**** EXERCISE INPUT ****

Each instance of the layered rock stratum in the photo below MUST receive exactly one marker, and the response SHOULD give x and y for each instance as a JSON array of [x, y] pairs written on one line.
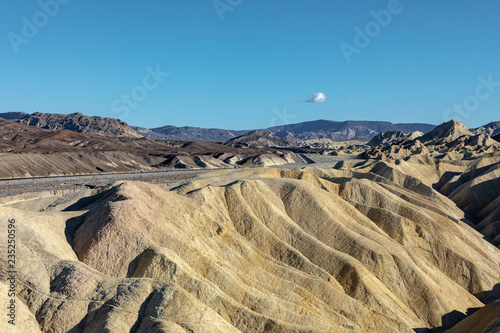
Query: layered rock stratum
[[81, 123], [379, 246]]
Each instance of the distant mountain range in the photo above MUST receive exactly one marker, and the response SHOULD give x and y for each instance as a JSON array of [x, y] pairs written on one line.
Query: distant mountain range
[[76, 122], [344, 130], [310, 130]]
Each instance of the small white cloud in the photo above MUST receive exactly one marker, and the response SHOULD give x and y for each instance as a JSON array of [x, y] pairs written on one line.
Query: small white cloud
[[317, 98]]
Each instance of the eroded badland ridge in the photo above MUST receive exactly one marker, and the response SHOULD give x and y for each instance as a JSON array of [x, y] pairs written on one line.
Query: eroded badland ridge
[[404, 239]]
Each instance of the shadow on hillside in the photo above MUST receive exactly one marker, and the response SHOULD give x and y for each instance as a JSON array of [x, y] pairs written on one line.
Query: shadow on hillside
[[454, 317], [72, 224]]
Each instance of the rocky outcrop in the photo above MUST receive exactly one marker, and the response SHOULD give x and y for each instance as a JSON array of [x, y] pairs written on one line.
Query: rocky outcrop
[[78, 122], [257, 139]]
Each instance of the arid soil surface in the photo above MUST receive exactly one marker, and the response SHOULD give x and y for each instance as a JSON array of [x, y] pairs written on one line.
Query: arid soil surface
[[348, 246]]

****

- _STATED PROBLEM_:
Could you copy, word for word, the lines of the material from the one containing "Each instance of the arid" through the last line, both included?

- _RESULT_:
Each instance of the arid soil surface in the photo above MUST receive exactly one marker, and the response SHOULD give x and y for each instance as a JSON array of [x, y] pairs written on one line.
Query: arid soil surface
[[348, 246]]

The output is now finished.